For Roberta, I implemented a version of token classification that outputs the one hot encodings. You can find that here. However, it doesn't work with LLaMA because of optimisations done elsewhere in the code.
This works
class RobertaForMultiLabelTokenClassification(RobertaPreTrainedModel):
_keys_to_ignore_on_load_unexpected = [r"pooler"]
_keys_to_ignore_on_load_missing = [r"position_ids"]
def __init__(self, config):
super().__init__(config)
self.num_labels = config.num_labels
self.roberta = RobertaModel(config, add_pooling_layer=False)
classifier_dropout = (
config.classifier_dropout if config.classifier_dropout is not None else config.hidden_dropout_prob
)
self.dropout = nn.Dropout(classifier_dropout)
self.classifier = nn.Linear(config.hidden_size, config.num_labels)
# Initialize weights and apply final processing
self.post_init()
def forward(
self,
input_ids: Optional[torch.LongTensor] = None,
attention_mask: Optional[torch.FloatTensor] = None,
token_type_ids: Optional[torch.LongTensor] = None,
position_ids: Optional[torch.LongTensor] = None,
head_mask: Optional[torch.FloatTensor] = None,
inputs_embeds: Optional[torch.FloatTensor] = None,
labels: Optional[torch.LongTensor] = None,
output_attentions: Optional[bool] = None,
output_hidden_states: Optional[bool] = None,
return_dict: Optional[bool] = None,
) -> Union[Tuple[torch.Tensor], TokenClassifierOutput]:
r"""

→ Data extract
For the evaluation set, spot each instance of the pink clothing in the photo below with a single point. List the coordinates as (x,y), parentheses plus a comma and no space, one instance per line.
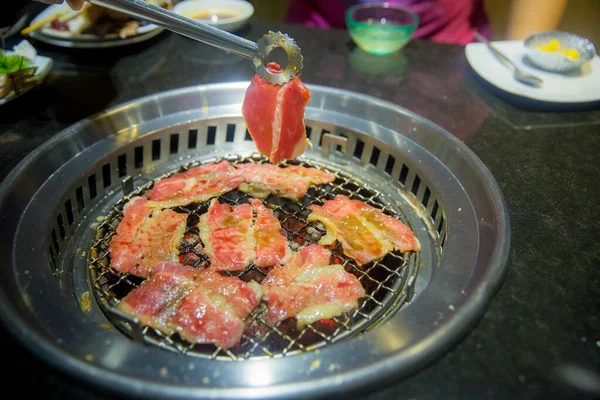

→ To be done
- a) From the post about RoBERTa multi-label token classification, reproduce the part that opens with the words "For Roberta, I" and closes with "self.dropout = nn.Dropout(classifier_dropout)".
- b) Write what comes next in the post about the RoBERTa multi-label token classification code, picking up after its last line.

→ Responses by task
- a)
For Roberta, I implemented a version of token classification that outputs the one hot encodings. You can find that here. However, it doesn't work with LLaMA because of optimisations done elsewhere in the code.
This works
class RobertaForMultiLabelTokenClassification(RobertaPreTrainedModel):
_keys_to_ignore_on_load_unexpected = [r"pooler"]
_keys_to_ignore_on_load_missing = [r"position_ids"]
def __init__(self, config):
super().__init__(config)
self.num_labels = config.num_labels
self.roberta = RobertaModel(config, add_pooling_layer=False)
classifier_dropout = (
config.classifier_dropout if config.classifier_dropout is not None else config.hidden_dropout_prob
)
self.dropout = nn.Dropout(classifier_dropout)

- b)
labels (`torch.LongTensor` of shape `(batch_size, sequence_length)`, *optional*):
Labels for computing the token classification loss. Indices should be in `[0, ..., config.num_labels - 1]`.
"""
return_dict = return_dict if return_dict is not None else self.config.use_return_dict
outputs = self.roberta(
input_ids,
attention_mask=attention_mask,
token_type_ids=token_type_ids,
position_ids=position_ids,
head_mask=head_mask,
inputs_embeds=inputs_embeds,
output_attentions=output_attentions,
output_hidden_states=output_hidden_states,
return_dict=return_dict,
)
sequence_output = outputs[0]
sequence_output = self.dropout(sequence_output)
logits = self.classifier(sequence_output)
loss = None
if labels is not None:
loss_fct = BCEWithLogitsLoss()
target: torch.LongTensor = labels.view(logits.size())
loss = loss_fct(logits, target.float())
logits = torch.sigmoid(logits)
if not return_dict:
output = (logits,) + outputs[2:]
return ((loss,) + output) if loss is not None else output
return TokenClassifierOutput(
loss=loss,
logits=logits,
hidden_states=outputs.hidden_states,
attentions=outputs.attentions,
)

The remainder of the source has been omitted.